# [GIVEN TASK]
Retype the lines of the listing below, from the line with "target: snow-covered roof" to the line with "131L392 132L390 134L386", and keep every character unchanged.
***
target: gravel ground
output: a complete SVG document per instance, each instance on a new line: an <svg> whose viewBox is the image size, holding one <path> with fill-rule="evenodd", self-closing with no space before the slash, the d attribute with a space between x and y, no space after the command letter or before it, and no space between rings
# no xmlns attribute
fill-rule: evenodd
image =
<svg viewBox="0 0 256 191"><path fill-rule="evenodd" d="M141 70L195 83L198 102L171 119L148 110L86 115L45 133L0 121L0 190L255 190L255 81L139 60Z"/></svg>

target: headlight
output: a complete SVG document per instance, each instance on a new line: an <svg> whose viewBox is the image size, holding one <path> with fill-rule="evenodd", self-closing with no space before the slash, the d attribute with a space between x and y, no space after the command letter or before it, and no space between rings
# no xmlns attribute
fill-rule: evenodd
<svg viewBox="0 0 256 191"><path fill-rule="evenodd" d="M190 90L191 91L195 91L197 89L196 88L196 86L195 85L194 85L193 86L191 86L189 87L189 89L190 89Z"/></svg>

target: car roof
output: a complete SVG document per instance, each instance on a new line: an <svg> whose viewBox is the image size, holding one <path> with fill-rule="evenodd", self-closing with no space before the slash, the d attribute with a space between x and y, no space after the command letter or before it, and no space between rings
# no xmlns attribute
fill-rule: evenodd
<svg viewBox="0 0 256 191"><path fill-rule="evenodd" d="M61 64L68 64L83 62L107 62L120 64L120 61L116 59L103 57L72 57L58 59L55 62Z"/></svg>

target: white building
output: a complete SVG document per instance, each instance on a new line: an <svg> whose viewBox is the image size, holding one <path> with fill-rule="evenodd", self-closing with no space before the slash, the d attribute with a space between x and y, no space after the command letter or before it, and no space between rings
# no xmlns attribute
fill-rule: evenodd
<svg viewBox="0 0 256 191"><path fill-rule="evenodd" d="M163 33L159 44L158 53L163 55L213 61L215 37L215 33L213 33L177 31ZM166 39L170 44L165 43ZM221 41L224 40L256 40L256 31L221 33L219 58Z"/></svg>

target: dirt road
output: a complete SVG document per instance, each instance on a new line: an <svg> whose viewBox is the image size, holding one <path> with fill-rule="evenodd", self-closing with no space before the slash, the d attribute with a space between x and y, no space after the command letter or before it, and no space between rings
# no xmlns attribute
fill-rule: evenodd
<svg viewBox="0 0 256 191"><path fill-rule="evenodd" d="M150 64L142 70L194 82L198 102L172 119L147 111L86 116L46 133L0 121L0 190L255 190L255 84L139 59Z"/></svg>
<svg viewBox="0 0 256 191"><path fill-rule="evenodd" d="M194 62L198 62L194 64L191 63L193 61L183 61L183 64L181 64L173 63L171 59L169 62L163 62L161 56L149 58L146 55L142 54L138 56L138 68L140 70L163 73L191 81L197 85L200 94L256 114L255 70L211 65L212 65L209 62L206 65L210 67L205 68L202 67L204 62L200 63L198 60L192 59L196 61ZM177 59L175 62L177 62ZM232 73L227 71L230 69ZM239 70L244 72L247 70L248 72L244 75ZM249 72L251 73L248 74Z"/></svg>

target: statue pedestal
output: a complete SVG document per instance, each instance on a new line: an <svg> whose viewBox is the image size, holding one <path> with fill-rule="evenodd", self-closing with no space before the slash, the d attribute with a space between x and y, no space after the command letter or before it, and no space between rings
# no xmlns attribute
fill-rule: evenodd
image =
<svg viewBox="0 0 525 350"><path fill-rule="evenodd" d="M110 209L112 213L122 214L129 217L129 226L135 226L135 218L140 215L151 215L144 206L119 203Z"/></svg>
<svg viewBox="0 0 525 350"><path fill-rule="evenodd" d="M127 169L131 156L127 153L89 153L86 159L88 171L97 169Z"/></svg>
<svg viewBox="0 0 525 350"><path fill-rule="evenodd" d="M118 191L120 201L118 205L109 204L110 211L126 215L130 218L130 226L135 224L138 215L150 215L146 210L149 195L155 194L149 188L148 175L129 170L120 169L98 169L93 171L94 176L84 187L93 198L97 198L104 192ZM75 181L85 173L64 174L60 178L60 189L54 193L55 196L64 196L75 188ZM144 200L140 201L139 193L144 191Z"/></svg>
***
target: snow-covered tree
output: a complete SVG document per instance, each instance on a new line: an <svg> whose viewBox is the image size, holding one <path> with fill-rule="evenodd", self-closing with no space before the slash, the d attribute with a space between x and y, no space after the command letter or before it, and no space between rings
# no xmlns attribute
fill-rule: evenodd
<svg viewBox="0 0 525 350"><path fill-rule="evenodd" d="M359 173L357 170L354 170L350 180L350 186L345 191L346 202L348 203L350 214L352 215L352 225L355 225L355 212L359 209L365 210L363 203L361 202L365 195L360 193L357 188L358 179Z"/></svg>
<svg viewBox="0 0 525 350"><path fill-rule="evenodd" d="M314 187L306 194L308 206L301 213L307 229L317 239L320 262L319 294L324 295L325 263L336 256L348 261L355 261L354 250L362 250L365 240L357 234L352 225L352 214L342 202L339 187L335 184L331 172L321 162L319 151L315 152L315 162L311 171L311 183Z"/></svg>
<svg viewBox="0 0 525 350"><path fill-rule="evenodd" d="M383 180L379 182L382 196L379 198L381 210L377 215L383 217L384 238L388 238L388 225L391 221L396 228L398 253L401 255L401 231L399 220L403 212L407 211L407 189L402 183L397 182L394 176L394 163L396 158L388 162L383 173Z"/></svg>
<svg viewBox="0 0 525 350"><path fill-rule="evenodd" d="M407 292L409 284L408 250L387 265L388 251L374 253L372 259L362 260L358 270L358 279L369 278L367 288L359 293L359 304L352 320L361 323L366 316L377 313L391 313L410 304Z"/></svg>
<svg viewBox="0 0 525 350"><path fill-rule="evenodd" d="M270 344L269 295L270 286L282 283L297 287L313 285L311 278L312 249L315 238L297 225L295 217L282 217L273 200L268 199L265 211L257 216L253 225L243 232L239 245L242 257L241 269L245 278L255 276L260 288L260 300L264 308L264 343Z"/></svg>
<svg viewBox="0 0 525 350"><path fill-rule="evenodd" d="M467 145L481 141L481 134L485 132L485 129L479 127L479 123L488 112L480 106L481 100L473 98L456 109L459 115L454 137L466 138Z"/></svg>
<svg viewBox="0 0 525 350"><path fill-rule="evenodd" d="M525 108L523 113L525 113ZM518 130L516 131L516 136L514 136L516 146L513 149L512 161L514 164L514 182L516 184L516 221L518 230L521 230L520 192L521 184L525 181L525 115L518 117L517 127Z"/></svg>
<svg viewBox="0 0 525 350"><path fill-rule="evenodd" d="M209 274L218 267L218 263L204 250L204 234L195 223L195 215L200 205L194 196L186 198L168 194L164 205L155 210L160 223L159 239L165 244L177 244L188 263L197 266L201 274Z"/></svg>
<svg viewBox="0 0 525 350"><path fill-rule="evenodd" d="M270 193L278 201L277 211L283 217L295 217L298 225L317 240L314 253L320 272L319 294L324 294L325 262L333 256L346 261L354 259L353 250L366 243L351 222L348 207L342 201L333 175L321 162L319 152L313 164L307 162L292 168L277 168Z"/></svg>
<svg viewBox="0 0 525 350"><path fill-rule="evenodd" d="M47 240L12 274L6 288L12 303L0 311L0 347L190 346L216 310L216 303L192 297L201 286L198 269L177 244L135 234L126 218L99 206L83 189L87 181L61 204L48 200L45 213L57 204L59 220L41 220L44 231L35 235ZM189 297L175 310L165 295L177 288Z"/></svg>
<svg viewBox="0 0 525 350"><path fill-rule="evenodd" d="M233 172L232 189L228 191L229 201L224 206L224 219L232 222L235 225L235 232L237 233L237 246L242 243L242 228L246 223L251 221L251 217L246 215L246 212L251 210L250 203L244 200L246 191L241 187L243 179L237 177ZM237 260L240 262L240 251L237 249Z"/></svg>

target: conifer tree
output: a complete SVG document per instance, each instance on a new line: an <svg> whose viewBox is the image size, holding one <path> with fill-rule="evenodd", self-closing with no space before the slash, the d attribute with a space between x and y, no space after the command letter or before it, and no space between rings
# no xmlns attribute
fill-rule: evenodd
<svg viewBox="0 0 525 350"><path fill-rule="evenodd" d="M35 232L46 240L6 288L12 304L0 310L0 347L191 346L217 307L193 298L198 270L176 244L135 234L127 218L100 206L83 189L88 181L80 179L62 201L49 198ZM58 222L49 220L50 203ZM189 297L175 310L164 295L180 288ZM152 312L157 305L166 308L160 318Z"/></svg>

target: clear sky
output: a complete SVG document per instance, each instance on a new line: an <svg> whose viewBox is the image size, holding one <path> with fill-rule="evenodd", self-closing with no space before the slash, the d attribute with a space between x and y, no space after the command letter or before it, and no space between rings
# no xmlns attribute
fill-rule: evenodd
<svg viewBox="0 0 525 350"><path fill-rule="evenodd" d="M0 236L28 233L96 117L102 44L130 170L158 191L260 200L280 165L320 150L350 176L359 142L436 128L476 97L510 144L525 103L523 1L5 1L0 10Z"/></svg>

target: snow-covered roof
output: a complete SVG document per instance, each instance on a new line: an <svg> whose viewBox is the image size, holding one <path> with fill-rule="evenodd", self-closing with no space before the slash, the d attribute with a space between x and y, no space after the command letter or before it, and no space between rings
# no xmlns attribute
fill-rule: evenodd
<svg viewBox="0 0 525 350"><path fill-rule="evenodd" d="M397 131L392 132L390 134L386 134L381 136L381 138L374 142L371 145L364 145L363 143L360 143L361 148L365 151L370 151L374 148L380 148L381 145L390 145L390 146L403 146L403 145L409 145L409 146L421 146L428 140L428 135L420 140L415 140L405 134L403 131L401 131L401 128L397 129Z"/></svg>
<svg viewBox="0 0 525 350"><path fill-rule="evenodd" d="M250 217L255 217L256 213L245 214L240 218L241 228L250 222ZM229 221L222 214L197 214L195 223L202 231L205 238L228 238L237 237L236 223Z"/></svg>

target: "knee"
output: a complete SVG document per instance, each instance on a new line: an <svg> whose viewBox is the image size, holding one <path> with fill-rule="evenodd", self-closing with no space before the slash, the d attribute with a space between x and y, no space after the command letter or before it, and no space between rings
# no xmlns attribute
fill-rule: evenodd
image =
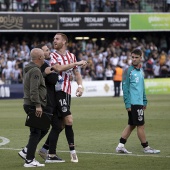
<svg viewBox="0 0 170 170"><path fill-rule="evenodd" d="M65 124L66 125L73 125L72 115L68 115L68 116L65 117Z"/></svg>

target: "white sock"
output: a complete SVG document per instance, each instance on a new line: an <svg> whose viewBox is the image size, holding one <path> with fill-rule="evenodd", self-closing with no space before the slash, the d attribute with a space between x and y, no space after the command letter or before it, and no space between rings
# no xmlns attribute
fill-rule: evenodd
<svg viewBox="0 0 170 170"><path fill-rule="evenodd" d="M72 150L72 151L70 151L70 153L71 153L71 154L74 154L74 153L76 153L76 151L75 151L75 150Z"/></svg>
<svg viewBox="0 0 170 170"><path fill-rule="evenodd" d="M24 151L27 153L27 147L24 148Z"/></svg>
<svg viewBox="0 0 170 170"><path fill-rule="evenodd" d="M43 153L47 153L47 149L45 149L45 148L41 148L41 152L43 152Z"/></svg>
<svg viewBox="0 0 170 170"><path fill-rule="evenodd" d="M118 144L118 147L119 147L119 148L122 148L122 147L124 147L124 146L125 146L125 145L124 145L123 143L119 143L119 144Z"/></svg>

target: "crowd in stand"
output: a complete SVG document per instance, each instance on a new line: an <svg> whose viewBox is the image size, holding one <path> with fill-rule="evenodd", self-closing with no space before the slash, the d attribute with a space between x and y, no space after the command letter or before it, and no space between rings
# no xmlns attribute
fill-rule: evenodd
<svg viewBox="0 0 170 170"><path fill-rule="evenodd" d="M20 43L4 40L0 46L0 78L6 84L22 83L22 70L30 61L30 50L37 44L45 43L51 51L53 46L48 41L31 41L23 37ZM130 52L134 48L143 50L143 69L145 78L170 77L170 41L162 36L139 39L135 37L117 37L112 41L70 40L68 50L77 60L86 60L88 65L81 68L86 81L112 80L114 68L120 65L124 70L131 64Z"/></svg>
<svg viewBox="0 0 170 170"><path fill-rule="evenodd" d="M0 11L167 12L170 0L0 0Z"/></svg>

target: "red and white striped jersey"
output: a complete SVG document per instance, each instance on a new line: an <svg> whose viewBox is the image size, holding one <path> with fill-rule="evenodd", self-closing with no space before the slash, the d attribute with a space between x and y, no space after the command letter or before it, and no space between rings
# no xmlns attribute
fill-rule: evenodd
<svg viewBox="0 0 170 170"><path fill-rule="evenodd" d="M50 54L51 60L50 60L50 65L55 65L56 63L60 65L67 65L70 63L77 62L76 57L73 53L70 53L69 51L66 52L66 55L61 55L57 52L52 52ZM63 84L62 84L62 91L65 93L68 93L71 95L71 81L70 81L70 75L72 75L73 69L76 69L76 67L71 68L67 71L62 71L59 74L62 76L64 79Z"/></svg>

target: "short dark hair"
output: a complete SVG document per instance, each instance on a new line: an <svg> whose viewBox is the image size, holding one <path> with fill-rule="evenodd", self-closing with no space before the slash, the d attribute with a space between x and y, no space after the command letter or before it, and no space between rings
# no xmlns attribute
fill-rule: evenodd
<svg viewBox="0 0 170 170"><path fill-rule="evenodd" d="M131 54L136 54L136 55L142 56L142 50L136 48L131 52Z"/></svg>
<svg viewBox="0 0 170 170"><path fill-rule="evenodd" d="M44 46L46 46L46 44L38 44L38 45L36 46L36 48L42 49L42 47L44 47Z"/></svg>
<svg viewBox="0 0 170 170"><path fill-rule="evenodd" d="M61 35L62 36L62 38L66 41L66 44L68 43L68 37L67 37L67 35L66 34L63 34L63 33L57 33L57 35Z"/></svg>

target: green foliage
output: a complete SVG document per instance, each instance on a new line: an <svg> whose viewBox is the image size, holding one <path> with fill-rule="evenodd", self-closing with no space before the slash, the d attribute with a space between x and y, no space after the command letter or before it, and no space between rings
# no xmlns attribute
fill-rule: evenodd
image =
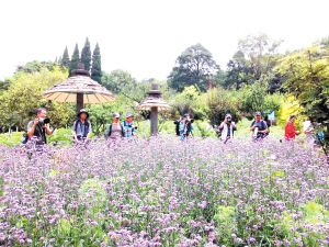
***
# [SOLVED EXERCISE]
target: snow-covered roof
output: a complete SVG document per instance, each instance on a new line: an <svg> whose viewBox is the image size, holding one <path> with fill-rule="evenodd", self-closing with no space before the slash, the d attribute with a space between x and y, no space after the command letter or before it, and no space between rings
# no xmlns attribute
fill-rule: evenodd
<svg viewBox="0 0 525 350"><path fill-rule="evenodd" d="M397 131L392 132L390 134L386 134L381 136L381 138L374 142L371 145L364 145L363 143L360 143L361 148L365 151L370 151L374 148L380 148L381 145L390 145L390 146L403 146L403 145L409 145L409 146L421 146L428 140L428 135L420 140L415 140L405 134L403 131L401 131L401 128L397 129Z"/></svg>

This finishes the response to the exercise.